- **Data records**:
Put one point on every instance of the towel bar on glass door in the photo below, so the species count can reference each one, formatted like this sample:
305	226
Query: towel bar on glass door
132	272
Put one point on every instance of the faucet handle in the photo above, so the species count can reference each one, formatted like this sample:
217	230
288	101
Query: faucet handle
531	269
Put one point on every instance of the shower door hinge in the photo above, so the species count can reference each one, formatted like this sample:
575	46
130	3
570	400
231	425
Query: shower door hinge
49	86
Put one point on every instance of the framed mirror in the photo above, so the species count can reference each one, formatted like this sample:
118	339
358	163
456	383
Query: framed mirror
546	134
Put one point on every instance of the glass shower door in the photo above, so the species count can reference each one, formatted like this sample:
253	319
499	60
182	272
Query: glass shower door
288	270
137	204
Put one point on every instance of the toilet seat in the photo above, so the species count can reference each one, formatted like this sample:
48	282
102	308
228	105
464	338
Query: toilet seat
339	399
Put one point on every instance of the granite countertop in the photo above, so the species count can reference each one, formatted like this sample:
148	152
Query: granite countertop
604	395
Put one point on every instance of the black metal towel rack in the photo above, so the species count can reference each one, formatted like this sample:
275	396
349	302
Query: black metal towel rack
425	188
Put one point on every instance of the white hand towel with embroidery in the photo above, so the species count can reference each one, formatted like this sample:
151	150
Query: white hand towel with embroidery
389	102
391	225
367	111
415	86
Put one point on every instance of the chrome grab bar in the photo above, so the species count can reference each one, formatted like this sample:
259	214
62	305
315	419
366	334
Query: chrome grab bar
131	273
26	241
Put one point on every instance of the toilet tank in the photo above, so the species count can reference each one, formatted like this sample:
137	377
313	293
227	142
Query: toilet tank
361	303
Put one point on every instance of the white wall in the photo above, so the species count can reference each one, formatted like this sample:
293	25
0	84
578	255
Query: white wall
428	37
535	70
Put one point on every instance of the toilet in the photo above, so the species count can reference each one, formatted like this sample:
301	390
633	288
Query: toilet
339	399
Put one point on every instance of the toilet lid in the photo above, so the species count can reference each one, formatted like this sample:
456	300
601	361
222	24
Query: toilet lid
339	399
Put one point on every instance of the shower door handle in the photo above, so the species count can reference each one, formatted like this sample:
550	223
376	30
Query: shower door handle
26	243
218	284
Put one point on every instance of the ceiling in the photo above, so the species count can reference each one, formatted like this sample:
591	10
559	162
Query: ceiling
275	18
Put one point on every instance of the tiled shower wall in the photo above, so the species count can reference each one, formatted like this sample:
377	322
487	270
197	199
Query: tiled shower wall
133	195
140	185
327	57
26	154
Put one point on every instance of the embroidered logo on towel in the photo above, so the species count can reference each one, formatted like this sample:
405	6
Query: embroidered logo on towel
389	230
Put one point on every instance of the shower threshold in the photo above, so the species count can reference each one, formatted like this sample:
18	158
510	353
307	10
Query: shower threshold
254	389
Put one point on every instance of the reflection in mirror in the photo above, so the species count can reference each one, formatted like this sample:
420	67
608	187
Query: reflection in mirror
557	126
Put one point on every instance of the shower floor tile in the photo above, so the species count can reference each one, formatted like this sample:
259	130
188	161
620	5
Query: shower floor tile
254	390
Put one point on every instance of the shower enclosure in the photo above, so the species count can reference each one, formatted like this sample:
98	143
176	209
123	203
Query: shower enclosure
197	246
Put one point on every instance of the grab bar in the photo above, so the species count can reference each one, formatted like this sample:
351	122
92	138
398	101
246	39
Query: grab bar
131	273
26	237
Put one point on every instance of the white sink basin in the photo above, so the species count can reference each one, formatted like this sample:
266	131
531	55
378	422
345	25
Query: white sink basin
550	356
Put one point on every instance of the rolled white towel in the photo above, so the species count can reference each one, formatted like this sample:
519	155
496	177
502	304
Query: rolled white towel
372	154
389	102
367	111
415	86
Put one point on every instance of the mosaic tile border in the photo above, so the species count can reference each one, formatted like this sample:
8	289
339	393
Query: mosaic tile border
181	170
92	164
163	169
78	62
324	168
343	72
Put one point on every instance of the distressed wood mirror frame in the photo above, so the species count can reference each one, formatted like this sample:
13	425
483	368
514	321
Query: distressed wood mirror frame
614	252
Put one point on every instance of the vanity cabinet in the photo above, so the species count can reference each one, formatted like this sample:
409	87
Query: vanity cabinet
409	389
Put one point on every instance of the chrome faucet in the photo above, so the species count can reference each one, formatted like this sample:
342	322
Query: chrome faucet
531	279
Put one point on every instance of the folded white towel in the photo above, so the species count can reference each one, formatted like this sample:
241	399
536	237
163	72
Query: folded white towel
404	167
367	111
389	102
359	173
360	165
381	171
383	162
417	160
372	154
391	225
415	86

- **Task instructions**:
Write out all of the records once more, exactly.

- **Exercise answer**:
Put one point on every instance of the towel bar on glass door in the photo below, so the species count can reference each one, formatted like this sample:
305	226
Query: towel bar on glass door
132	272
Put one point on every instance of the faucet handle in the photo above, so the species count can reference each one, formatted like this sample:
217	230
288	101
Query: faucet handle
531	269
Put one point on every instance of the shower door hinge in the photo above, so the species count can reference each one, formatted like this sample:
575	46
130	3
570	400
231	425
Query: shower door hinge
49	86
Put one point on every instance of the framed mirror in the photo above, so the species count can reference each one, formatted like this sample:
118	339
358	163
456	383
Query: framed mirror
546	134
Put one point on every instance of the glass shower door in the photo above, so the species count can reference each one, formatted like this sample:
253	319
499	60
182	272
Query: glass shower door
288	270
137	204
Put one point on every instance of the toilet seat in the photo above, so the species count can reference each one, formatted like this sample:
48	282
102	308
228	105
464	338
Query: toilet seat
339	399
Put one point on every instance of the granite countertop in the photo above, so the species count can reference each one, formatted like this sample:
148	152
Query: granite countertop
604	395
Put one point on every instance of the black metal towel rack in the photo above, so the species count can reference each one, formatted like this sample:
275	396
349	302
Query: black metal towel rack
425	188
Put one point on every instance of the white hand towel with embroidery in the photo above, so the species count can reference each one, formatted like this sample:
151	150
Query: white hand towel with embroidery
389	102
391	225
367	111
415	86
Put one point on every instance of the chrome grab bar in the photo above, so the species count can reference each one, formatted like this sample:
259	214
62	305
315	419
366	334
Query: chrome grab bar
131	273
26	241
Put one point on every instance of the toilet tank in the photo above, so the species count can reference each one, formatted like this sample:
137	377
313	293
227	142
Query: toilet tank
361	303
Put one point on every instance of the white wall in the photo above, so the species count can reference each one, formatted like this sample:
293	25
0	84
578	255
Query: white wall
428	37
535	70
Put one point on every instance of the toilet in the photo above, so the species count can reference each one, formatted like this sample:
301	390
633	288
Query: toilet
339	399
Put one point on every instance of the toilet lid in the photo above, so the species count can reference each one, formatted like this sample:
456	300
601	361
222	24
Query: toilet lid
339	399
Put one point on every instance of the shower door handle in the photo above, so the species count can reference each one, formatted like this sample:
550	223
376	30
Query: shower door handle
26	243
218	284
Put one point on every instance of the ceiling in the photo above, so the species count can reference each one, formatted like this sample:
591	10
559	162
Query: ceiling
275	18
Put one point on every instance of the tiled shower wall in the photo above, so the species count can reference each one, formatted like this sample:
377	322
487	270
197	199
Query: tiled shower wall
133	195
140	185
327	57
26	154
Put one point on every instance of the embroidered logo on towel in the photo above, so the species count can reference each one, formatted like this sample:
405	6
Query: embroidered logo on towel
389	230
Put one point on every instance of the shower threshold in the photo above, so the species count can reference each one, formatted like this sample:
18	158
510	353
307	10
Query: shower threshold
254	389
Put one point on every instance of the reflection in mirror in the photo above, so the species count can reference each one, formatted like this sample:
420	67
608	187
Query: reflection in mirror
557	126
Put one point on every instance of the shower floor tile in the photo above, so the species count can reference each one, formatted like this sample:
259	130
188	161
620	5
Query: shower floor tile
254	390
Put one point on every instance of the shower enclosure in the photo above, so the species count can reference each one, formatted like this sample:
98	143
176	209
123	203
Query: shower enclosure
197	246
Put one point on every instance of the grab bar in the photo above, so the species count can reference each one, formatted like this sample:
351	122
92	138
398	101
246	39
Query: grab bar
131	273
26	237
Put one point on every instance of the white sink basin in the photo above, so the species count can reference each one, formatted like this sample:
266	131
531	55
378	422
345	25
Query: white sink basin
550	356
Put one point on every instance of the rolled white towel in the photo above, so the species count can reference each one, formatted like this sample:
519	155
496	177
502	304
Query: rolled white towel
372	154
389	102
367	111
415	86
Put one point on every instance of the mosaic tile border in the photo above, so the species count can reference each one, formatted like this sample:
8	289
339	393
Query: mosaic tile border
181	170
92	164
163	169
78	62
324	168
343	72
Put one point on every instance of the distressed wood mirror frame in the photo above, so the species count can reference each one, formatted like this sample:
13	425
483	368
514	321
Query: distressed wood mirror frame
614	252
Put one point on every instance of the vanity cabinet in the photo above, so the species count can reference each one, formatted like this sample:
409	87
Query: vanity cabinet
409	389
Put one point on every instance of the chrome faucet in the photo above, so the species count can reference each one, formatted like this sample:
342	322
Query: chrome faucet
531	279
Put one point on every instance of the folded white towel in the photo above, so the species count can reference each one, formatted like this sample:
241	399
536	237
163	72
Query: folded white towel
404	167
367	111
389	102
359	173
360	165
381	171
383	162
417	160
372	154
391	225
415	86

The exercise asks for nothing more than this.